__Given exercise__.
Count the lines in the rows below that contain the string "provide". Case counts. Give only the number.

__Extracted material__.
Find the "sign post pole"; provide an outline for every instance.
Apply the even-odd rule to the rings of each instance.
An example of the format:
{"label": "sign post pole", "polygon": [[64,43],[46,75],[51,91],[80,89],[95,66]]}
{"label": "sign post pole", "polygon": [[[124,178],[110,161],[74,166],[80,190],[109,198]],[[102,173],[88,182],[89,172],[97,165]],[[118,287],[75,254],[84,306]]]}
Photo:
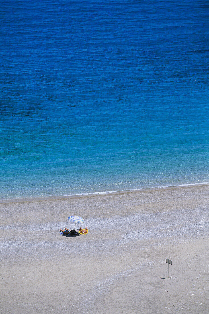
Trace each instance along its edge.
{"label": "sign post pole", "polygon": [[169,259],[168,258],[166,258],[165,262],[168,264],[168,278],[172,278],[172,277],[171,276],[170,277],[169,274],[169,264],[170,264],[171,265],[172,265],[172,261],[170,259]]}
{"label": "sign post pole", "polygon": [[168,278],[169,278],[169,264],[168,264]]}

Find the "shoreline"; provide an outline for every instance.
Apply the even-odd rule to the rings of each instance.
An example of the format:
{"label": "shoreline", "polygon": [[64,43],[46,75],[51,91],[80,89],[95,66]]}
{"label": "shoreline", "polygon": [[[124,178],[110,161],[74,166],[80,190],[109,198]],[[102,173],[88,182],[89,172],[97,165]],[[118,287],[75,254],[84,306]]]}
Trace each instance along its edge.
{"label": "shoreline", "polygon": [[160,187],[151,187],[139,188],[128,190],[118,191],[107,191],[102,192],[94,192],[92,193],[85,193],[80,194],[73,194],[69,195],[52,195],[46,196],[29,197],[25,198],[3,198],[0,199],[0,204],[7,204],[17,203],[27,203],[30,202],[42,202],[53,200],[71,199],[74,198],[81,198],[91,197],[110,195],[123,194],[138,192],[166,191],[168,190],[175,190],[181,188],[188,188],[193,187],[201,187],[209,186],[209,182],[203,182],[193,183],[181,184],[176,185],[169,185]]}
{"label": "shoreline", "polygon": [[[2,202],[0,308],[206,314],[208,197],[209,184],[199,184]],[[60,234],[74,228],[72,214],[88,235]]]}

__Result for this task__.
2